> _Task instructions_: Work through the records below and tally every line containing "leaf". Reply with the total alone.

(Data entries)
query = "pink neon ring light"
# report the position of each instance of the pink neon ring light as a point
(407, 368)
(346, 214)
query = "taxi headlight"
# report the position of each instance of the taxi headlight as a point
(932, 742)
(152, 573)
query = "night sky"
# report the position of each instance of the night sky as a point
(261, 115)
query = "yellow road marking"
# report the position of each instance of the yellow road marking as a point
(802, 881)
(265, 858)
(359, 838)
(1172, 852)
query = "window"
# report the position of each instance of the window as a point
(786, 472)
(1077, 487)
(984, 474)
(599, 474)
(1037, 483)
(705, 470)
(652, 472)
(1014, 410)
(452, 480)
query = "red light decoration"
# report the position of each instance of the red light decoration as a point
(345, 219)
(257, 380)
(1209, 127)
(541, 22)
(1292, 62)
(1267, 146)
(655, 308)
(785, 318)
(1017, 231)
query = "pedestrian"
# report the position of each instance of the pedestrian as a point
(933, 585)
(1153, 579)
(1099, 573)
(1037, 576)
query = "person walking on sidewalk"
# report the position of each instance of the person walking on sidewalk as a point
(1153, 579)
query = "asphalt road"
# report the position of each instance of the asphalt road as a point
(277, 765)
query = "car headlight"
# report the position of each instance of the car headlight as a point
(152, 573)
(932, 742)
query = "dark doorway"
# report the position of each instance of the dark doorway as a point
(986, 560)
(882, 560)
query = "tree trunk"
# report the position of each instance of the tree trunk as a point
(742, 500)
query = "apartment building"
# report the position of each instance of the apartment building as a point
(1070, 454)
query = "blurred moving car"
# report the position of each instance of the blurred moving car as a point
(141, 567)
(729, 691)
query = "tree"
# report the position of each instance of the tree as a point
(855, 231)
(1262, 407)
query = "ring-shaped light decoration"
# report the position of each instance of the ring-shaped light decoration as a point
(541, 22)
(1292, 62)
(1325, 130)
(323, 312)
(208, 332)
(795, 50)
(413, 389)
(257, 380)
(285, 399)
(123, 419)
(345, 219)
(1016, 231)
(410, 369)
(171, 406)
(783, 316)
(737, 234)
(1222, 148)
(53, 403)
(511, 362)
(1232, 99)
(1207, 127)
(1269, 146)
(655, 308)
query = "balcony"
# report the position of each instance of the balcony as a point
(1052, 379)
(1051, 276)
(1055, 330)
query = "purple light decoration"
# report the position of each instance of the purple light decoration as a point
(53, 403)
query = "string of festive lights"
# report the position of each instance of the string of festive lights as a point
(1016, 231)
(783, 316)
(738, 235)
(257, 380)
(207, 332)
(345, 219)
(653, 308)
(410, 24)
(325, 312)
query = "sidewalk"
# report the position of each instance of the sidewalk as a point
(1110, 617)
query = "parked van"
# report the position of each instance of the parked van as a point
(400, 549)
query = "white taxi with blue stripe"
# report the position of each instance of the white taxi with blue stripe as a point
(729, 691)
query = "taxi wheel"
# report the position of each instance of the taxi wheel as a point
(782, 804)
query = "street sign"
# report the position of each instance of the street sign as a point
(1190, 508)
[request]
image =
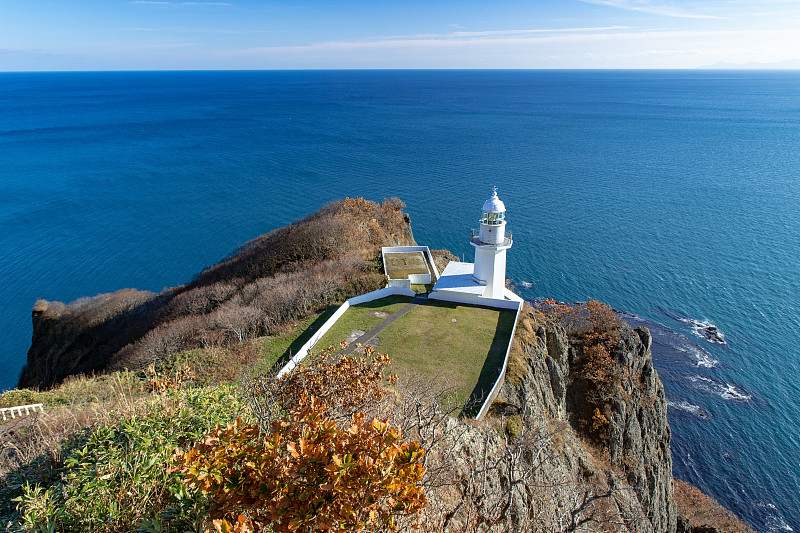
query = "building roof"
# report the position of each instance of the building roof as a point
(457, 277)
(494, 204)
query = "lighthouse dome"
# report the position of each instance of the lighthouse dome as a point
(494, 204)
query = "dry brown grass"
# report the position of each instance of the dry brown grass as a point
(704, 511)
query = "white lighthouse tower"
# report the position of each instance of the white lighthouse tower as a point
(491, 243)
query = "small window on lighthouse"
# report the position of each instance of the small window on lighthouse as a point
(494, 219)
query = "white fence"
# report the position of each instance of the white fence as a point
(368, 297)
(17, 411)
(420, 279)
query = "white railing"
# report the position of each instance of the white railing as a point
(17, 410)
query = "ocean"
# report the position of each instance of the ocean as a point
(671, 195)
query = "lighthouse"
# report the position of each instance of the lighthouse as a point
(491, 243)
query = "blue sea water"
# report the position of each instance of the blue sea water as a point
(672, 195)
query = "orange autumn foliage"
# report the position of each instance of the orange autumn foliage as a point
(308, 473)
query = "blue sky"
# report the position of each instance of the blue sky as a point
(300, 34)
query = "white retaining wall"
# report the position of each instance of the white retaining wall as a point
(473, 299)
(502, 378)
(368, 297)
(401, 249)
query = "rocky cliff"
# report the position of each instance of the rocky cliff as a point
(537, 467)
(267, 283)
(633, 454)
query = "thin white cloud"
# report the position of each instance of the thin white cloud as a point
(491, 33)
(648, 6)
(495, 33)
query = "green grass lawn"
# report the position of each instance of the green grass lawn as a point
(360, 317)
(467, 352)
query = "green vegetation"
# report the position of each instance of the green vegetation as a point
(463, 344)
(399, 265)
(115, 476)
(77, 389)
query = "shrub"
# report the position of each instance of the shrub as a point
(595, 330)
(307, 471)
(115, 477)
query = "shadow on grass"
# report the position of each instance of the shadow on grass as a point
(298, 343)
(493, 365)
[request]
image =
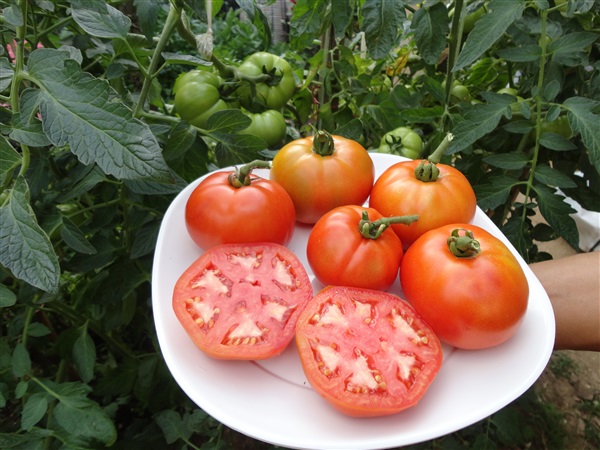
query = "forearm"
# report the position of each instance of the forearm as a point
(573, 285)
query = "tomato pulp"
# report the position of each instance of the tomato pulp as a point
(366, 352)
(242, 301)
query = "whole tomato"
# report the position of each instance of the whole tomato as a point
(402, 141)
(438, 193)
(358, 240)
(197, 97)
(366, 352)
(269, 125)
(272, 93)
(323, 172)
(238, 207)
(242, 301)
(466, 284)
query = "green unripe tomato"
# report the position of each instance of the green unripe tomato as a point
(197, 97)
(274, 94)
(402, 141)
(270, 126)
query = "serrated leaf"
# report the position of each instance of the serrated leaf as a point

> _Solution_: 2